WRITTEN TASK » Copy every one of the lines below word for word, without changing anything.

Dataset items
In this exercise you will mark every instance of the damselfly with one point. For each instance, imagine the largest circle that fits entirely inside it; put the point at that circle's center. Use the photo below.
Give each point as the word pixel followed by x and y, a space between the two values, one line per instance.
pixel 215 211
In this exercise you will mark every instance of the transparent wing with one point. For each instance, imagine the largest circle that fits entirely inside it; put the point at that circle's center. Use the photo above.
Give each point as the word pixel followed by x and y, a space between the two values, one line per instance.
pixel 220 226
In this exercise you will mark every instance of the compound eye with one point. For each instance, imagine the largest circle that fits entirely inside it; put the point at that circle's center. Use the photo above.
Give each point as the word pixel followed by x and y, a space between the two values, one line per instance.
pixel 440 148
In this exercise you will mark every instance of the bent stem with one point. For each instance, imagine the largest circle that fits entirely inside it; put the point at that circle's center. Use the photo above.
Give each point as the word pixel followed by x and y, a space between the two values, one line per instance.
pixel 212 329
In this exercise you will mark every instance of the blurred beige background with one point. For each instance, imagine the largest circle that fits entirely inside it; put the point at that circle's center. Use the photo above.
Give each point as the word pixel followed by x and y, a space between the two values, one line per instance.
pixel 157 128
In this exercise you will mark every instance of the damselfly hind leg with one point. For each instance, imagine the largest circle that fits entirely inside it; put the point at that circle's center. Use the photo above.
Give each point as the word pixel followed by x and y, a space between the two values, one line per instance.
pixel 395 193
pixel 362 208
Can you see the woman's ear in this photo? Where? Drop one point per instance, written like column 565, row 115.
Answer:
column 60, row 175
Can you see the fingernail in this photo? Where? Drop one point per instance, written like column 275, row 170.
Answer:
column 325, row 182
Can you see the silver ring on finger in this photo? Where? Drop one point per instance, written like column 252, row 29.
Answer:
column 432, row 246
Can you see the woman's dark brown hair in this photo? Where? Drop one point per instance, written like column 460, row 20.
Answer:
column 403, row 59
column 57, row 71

THE COMPLETED TASK »
In this exercise you will mark every instance of the damselfly with one point. For each instance, imagine the largest circle that fits entirely inside it; put the point at that circle's center. Use the photo below.
Give each point as the word pixel followed by x and y, a space between the two values, one line per instance.
pixel 215 211
In this exercise you will mark every instance of the transparent wing with one point. For each instance, imagine the largest circle that fits entirely inside it; put the point at that circle's center. Use the photo above.
Give each point as the word pixel followed by x and y, a space between the two values, one line per instance.
pixel 220 226
In this exercise you will mark every instance of the compound eye with one point. For each instance, imagine the largest circle that fits entirely inside it; put the point at that circle's center. Use the photo above.
Give each point as the word pixel followed by x and y, a space between the two values, one line per instance.
pixel 440 148
In this exercise you will mark every instance of the bent stem with one point. For each instance, imagine the largest circle that fits entirely inside it; put the point at that circle's center. Use the photo above.
Give each point as the word pixel followed by x and y, a space between the two values, one line per instance.
pixel 212 329
In this exercise you will mark every instance of the blurred beige background with one point. For each instance, imagine the largest circle that fits entirely inside it; put the point at that circle's center. Use the photo above.
Give each point as the word pixel followed by x and y, a space between the two values, one line per instance.
pixel 157 128
In this exercise you will mark every instance of the damselfly hind leg with one point. For each instance, imagine the largest circle that fits entirely inside it; put the point at that circle's center. Use the photo above.
Give each point as the word pixel followed by x and y, a space between the two values, one line per instance.
pixel 395 193
pixel 362 208
Can you see the woman's ear in this photo? Where? Drop one point per instance, written like column 565, row 115.
Answer:
column 60, row 175
Can you see the fingernail in this photo? Where? Drop one point per instance, written like column 275, row 170.
Answer:
column 325, row 182
Can you see the silver ring on finger in this photo? Where? Drop one point per instance, written like column 252, row 29.
Answer:
column 432, row 246
Can you see the woman's dark brown hair in this photo? Where? Drop one point per instance, written like column 460, row 20.
Answer:
column 403, row 59
column 57, row 71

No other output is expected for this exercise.